Annotated photo localization data:
───

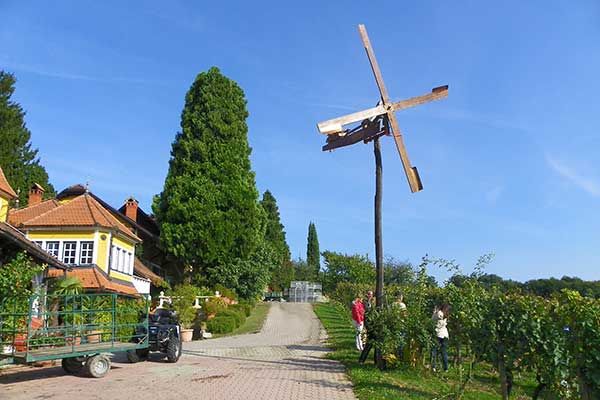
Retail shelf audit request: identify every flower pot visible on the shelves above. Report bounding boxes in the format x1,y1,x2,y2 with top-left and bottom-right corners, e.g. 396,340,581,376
180,328,193,342
86,330,102,344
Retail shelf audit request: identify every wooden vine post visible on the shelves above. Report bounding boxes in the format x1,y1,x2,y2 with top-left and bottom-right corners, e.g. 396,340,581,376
315,24,449,366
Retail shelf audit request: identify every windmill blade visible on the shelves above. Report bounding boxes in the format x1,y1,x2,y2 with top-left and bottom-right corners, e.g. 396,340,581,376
358,24,391,104
317,104,385,135
392,86,449,112
386,112,423,193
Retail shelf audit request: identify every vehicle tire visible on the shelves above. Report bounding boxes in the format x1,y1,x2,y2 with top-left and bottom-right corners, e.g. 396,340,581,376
127,348,149,363
61,357,85,374
166,335,182,363
85,354,111,378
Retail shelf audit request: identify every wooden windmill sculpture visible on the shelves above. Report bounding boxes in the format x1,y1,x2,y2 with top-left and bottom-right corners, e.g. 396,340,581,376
317,24,448,309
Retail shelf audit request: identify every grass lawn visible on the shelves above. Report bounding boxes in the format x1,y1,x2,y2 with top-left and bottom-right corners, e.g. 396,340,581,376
314,303,539,400
212,302,270,337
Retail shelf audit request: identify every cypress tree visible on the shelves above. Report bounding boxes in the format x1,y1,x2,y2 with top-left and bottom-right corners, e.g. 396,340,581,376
306,222,320,278
0,71,55,204
153,67,265,287
260,190,293,290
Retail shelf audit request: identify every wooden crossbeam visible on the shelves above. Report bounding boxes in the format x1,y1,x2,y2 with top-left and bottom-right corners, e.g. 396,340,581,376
322,120,385,151
316,86,448,135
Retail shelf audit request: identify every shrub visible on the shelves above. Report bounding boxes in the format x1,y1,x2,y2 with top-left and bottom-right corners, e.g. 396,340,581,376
168,284,198,329
230,303,252,317
218,309,245,328
207,316,236,334
214,284,238,300
203,297,227,316
331,282,372,309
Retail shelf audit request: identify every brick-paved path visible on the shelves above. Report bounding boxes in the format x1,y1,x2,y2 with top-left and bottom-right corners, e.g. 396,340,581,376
0,303,356,400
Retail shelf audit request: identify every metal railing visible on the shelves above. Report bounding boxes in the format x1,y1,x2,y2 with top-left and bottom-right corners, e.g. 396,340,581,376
0,293,148,363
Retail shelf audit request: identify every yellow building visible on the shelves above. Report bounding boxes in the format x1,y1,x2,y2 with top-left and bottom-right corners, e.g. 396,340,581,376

───

Set every entry down again exactly as written, and omit the images.

**Reply**
Retail shelf audit request: identify every flower pot visible on the shelves above. Report bounding boxes in the format x1,y1,x2,y2 with top-left and bottom-right corners, e.g. 396,340,581,376
180,328,193,342
86,330,102,344
Retail shelf audit request: identify every wooden vine post visible on the shelves above. Report bounding boxes in the format x1,y1,x2,y2 with top-left and bottom-right corners, e.g. 396,340,581,376
315,24,449,366
Retail shelf audit request: identify every windmill blade visible on the shelves above. Report bounding boxes in the format x1,y1,x2,y2 with top-left and bottom-right corners, e.g. 396,340,581,376
358,24,391,104
317,104,385,135
392,86,449,112
386,112,423,193
Retail shelf audit request: identify every vehicle tire visible on the shelves above. Report bounding boxes in the format x1,y1,x2,y2 with top-left and bottom-right corners, e.g. 396,340,581,376
127,348,149,363
61,357,85,374
166,335,182,363
85,354,111,378
Retail shelf audit request: identify every wooden windmill sculpture visible on the shelves above. Report bounding boxes in the format x1,y1,x2,y2 with top-left and bottom-right corners, e.g. 396,340,581,376
317,24,448,309
Retail shelf audit request: identify every grass lawn visible on the shelves above. Report bounding boxes in the format x1,y1,x2,y2 with top-left and bottom-right corners, e.g. 396,340,581,376
314,303,539,400
212,302,270,337
Retail shelf audit request: identify every cypress tree visible on the shelves above. Report bounding boxes in the format x1,y1,x2,y2 with top-left and bottom-right corners, e.g. 396,340,581,376
306,222,320,278
0,71,55,204
153,67,265,287
260,190,293,290
Retail shelf audit request: identify every wooden crossbeam visible on the shelves above. Report bounding boxes in the format x1,y1,x2,y2 with top-left and bottom-right corners, e.g. 396,340,581,376
322,120,385,151
316,86,448,135
Retail shelf audit request: identify every shrub visible on the shelves above. Report bounding boxes in the format x1,y1,x2,y2 with top-left and bottom-right corners, e.g. 396,340,581,376
168,284,198,329
230,303,252,317
218,309,245,328
207,316,236,334
214,284,238,300
203,297,227,316
331,282,372,309
Retail shelf audit request: identify every brick-paved path visible on the shelves above. Report bounding boxes in the format x1,y1,x2,y2 with top-left and bottom-right corners, e.g. 396,340,581,376
0,303,356,400
Retail shelf audit request: identify every metal railing visible on the shelves above. Report bounding boxes in the format x1,y1,x2,y2 with top-left and bottom-right corners, e.g. 396,340,581,376
0,293,148,363
Retail shelf audit request: identify every yellow building visible on the shelves above. Report bounding boxes in the format x1,y1,x2,y2 with top-left and bottom-right corners, e.g. 396,340,581,376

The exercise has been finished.